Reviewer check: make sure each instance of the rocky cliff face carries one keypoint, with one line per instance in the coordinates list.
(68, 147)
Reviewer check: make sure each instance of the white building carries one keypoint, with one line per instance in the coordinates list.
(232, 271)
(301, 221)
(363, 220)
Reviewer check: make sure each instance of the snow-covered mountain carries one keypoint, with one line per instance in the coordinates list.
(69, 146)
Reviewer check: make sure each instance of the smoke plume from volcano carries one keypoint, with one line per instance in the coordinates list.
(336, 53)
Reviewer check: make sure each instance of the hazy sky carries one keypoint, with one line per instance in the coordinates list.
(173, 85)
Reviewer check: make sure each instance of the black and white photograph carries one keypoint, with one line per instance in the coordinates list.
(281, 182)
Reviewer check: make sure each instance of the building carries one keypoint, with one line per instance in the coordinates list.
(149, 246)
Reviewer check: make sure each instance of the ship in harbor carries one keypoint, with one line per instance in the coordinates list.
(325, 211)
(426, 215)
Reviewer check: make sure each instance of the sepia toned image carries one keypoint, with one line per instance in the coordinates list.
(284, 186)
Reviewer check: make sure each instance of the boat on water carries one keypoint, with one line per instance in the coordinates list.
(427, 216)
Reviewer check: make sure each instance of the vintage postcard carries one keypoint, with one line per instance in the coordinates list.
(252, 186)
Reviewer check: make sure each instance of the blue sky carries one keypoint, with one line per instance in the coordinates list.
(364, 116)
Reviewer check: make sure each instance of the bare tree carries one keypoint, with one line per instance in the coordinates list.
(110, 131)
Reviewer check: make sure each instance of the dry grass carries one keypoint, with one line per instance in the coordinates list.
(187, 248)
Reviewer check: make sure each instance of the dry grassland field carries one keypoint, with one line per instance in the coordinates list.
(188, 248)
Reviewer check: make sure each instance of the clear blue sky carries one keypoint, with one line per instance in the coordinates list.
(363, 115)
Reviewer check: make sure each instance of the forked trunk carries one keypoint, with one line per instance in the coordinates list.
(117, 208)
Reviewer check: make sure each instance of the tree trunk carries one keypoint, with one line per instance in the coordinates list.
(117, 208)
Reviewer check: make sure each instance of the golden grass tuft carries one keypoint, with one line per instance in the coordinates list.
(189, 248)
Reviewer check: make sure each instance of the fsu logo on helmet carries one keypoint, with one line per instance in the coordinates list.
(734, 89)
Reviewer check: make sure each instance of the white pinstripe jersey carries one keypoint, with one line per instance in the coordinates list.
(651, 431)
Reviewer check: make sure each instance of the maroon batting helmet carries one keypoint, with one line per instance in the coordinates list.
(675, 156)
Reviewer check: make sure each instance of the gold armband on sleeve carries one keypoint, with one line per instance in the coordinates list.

_ _ _ _

▸ **Instruction**
Output every item above as a numbered list, leaving out any blank lines.

▸ **Result for this task**
1. Reviewer check: make sure each instance of the rocky cliff face carries one keypoint, with one line per instance in the coordinates list.
2. (68, 147)
3. Reviewer check: make sure each instance of the white building carries one keypoint, with one line per instance in the coordinates list.
4. (232, 271)
5. (301, 221)
6. (363, 220)
7. Reviewer check: make sure each instance of the snow-covered mountain carries one keypoint, with one line per instance in the coordinates list.
8. (69, 146)
9. Reviewer check: make sure each instance of the smoke plume from volcano carries one keypoint, with one line per instance in the coordinates list.
10. (336, 53)
11. Reviewer check: make sure each instance of the hazy sky carries one keypoint, with one line per instance in the coordinates list.
12. (173, 85)
13. Reviewer check: make sure each instance of the black and white photograph carries one keypoint, with one line per instance in the coordinates list.
14. (281, 182)
15. Reviewer check: make sure each instance of the building carries one keypoint, with one line per instance in the coordinates list.
16. (149, 246)
17. Reviewer check: make sure each instance of the ship in harbor carries one keypoint, with one line per instance in the coordinates list.
18. (325, 211)
19. (426, 215)
20. Reviewer check: make sure each instance of the sepia toned image carries one keypoint, with one line per instance in the coordinates list.
21. (284, 186)
22. Reviewer check: make sure each instance of the boat on water carries one keypoint, with one line per instance in the coordinates list.
23. (427, 216)
24. Reviewer check: make sure each instance of the vintage postcard carries one keypoint, with one line per instance in the coordinates list.
25. (252, 186)
26. Reviewer check: make sure each instance of the blue sky carries one keypoint, with one line per instance in the coordinates list.
27. (364, 116)
28. Reviewer check: make sure each instance of the bare tree carries one keypoint, with one line per instance in the coordinates list.
29. (110, 131)
30. Reviewer check: make sure each instance of the dry grass carries one keypoint, with one line per instance in the coordinates list.
31. (187, 248)
32. Reviewer check: make sure each instance of the dry grassland field carries one keypoint, with one line per instance in the coordinates list.
33. (188, 248)
34. Reviewer check: make sure each instance of the clear blue sky carries one keypoint, with one line per instance in the coordinates list.
35. (363, 115)
36. Reviewer check: make sure each instance of the forked trunk carries one keypoint, with one line per instance in the coordinates list.
37. (117, 208)
38. Reviewer check: make sure each instance of the tree trunk carries one keypoint, with one line per instance in the coordinates list.
39. (117, 208)
40. Reviewer check: make sure each instance of the golden grass tuft carries one keypoint, with one line per instance in the coordinates list.
41. (189, 248)
42. Reviewer check: make sure each instance of the fsu logo on helmet carries one keypoint, with one line per instance in the coordinates list.
43. (734, 89)
44. Reviewer check: make sure each instance of the white pinstripe jersey carries one keypoint, with one line per instance in the coordinates list.
45. (651, 431)
46. Reviewer check: make sure each instance of the maroon batting helmet carries one keypoint, with one line per instance in the coordinates list.
47. (675, 156)
48. Reviewer check: make sure each instance of the gold armband on sleeve carries one keypoint, with one line per instance in the coordinates list.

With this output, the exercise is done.